# Items
== == ==

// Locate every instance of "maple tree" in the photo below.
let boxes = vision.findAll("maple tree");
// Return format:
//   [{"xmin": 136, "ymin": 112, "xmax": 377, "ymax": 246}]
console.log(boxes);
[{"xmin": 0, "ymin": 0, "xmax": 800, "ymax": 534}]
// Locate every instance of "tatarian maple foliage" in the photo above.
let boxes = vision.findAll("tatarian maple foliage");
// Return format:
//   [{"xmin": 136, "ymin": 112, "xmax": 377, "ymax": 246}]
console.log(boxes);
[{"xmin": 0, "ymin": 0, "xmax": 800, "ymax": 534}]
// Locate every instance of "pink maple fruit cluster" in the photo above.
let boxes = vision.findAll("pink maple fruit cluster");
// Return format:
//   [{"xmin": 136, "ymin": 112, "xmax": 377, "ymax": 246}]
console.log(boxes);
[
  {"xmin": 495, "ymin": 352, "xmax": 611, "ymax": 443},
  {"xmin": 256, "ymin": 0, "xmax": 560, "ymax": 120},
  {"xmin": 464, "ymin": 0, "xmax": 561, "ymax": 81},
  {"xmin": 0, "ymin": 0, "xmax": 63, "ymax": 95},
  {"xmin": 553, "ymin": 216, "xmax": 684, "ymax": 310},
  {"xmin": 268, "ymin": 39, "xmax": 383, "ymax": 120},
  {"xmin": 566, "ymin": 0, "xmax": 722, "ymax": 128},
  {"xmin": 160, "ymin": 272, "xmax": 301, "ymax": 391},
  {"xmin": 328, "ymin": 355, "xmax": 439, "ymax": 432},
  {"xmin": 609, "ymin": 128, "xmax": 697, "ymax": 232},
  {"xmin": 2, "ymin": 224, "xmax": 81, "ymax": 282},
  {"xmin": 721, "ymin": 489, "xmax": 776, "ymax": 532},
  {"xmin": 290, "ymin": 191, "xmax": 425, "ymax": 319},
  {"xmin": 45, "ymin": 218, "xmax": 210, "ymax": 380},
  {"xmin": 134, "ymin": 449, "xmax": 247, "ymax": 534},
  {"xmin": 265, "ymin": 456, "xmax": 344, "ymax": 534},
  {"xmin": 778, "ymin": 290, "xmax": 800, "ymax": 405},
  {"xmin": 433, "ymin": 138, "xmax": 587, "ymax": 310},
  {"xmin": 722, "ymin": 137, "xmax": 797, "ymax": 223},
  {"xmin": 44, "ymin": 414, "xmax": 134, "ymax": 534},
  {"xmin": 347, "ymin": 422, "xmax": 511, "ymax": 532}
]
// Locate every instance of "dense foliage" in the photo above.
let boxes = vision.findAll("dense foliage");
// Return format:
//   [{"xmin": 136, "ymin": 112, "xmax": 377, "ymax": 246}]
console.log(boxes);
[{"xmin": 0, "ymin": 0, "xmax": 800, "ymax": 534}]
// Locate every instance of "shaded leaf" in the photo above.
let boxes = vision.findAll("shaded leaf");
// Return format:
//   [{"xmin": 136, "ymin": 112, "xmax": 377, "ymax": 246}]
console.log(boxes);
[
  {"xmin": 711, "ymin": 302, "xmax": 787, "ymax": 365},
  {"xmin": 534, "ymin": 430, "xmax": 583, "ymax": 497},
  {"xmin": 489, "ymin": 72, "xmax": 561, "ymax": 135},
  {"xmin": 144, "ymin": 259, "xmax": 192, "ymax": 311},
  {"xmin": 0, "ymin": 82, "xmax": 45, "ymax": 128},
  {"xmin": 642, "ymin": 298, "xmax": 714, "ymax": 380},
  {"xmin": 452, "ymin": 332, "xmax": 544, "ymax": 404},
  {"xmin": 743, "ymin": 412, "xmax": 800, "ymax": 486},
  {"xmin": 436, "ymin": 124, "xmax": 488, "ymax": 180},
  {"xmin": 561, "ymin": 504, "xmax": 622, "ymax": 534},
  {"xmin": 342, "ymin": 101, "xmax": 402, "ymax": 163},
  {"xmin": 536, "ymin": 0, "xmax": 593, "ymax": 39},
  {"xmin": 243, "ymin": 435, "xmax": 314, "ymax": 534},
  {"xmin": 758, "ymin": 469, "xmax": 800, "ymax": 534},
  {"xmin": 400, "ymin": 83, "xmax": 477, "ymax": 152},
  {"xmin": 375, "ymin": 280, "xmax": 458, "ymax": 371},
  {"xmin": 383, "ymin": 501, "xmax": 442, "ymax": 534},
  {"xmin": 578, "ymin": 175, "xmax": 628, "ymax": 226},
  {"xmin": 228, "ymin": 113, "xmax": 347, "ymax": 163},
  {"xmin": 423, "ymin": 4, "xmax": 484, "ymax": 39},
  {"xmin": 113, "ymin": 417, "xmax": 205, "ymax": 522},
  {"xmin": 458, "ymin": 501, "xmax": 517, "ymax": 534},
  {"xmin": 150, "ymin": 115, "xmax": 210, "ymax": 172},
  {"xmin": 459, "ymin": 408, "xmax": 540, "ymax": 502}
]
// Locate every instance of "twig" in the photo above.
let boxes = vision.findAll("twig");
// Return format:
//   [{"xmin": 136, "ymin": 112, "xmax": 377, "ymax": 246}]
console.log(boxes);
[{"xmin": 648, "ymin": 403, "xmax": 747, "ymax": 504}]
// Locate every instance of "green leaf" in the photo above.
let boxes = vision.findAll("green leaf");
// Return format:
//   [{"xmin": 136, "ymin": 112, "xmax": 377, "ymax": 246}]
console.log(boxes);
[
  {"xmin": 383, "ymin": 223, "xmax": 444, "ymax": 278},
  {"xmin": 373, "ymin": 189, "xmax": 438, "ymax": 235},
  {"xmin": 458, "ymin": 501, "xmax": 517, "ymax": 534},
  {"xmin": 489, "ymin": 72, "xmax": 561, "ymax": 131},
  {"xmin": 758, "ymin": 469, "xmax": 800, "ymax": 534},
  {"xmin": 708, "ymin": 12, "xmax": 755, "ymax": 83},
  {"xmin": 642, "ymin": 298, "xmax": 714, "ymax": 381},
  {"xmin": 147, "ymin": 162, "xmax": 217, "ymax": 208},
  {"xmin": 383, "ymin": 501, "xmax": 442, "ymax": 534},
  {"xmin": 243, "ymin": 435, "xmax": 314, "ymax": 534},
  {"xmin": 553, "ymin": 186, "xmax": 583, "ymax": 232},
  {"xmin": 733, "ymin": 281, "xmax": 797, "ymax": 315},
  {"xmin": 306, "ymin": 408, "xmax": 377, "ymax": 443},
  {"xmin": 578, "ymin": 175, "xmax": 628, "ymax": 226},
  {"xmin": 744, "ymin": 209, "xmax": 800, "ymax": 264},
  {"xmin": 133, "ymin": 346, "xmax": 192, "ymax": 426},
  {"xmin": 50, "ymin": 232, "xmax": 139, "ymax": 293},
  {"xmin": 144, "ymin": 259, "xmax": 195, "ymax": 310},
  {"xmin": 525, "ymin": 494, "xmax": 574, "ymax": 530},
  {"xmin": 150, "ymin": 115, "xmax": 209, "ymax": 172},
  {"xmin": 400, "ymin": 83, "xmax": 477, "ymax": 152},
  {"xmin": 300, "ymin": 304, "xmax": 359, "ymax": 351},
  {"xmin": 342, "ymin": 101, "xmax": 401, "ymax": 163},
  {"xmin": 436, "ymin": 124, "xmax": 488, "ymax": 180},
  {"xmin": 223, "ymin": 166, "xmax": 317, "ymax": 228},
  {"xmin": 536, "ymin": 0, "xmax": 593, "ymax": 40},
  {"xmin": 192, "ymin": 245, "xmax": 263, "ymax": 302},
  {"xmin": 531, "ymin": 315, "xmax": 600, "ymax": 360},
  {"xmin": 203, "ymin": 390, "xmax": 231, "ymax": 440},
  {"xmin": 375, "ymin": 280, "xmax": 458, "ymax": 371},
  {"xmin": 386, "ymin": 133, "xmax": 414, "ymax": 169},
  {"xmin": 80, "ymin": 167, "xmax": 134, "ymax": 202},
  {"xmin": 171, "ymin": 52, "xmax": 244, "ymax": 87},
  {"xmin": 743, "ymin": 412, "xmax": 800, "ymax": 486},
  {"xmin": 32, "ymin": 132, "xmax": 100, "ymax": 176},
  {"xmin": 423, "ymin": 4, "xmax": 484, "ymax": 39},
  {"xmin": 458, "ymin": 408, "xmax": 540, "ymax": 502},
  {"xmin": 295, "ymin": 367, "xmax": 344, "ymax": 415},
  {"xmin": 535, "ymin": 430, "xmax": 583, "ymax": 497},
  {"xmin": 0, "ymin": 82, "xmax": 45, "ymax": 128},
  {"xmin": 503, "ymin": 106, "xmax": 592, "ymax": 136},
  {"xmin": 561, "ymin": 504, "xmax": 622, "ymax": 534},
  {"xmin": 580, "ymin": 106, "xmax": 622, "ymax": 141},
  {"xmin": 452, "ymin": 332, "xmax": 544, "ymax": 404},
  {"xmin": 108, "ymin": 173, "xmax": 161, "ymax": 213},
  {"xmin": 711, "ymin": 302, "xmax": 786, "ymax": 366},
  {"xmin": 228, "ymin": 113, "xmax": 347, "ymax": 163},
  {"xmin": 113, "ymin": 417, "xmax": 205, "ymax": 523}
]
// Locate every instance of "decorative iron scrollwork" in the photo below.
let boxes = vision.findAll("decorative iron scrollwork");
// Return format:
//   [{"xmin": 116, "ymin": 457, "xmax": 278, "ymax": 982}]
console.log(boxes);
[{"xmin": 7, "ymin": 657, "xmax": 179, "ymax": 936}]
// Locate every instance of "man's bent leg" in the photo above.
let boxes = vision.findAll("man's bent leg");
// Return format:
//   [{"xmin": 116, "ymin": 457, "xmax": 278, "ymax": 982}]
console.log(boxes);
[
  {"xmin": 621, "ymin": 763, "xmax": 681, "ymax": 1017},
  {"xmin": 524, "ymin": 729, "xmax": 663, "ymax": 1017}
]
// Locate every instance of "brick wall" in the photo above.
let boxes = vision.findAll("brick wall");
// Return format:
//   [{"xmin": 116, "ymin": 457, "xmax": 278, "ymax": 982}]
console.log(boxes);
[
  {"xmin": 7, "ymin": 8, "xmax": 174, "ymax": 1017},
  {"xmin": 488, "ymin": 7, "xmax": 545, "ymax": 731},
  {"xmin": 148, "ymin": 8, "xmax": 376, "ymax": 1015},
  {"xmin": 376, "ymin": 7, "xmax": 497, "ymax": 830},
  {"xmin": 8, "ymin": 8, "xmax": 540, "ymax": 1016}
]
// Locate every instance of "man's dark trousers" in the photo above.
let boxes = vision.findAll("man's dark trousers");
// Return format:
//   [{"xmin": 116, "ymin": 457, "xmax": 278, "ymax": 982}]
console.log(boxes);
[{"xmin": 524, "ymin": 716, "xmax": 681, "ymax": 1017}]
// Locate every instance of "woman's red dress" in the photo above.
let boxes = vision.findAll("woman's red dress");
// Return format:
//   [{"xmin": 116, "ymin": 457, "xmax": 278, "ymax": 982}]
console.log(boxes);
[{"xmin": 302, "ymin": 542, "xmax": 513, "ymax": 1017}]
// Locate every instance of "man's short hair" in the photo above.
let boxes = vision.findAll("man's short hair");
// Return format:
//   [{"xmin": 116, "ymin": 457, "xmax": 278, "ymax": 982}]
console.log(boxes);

== == ==

# Required task
Pick out each line of the listing that contains the string "twig". Treat uppercase and lowercase as different.

# Expected output
// Locate every instance of "twig" in the photo above.
let boxes = vision.findAll("twig");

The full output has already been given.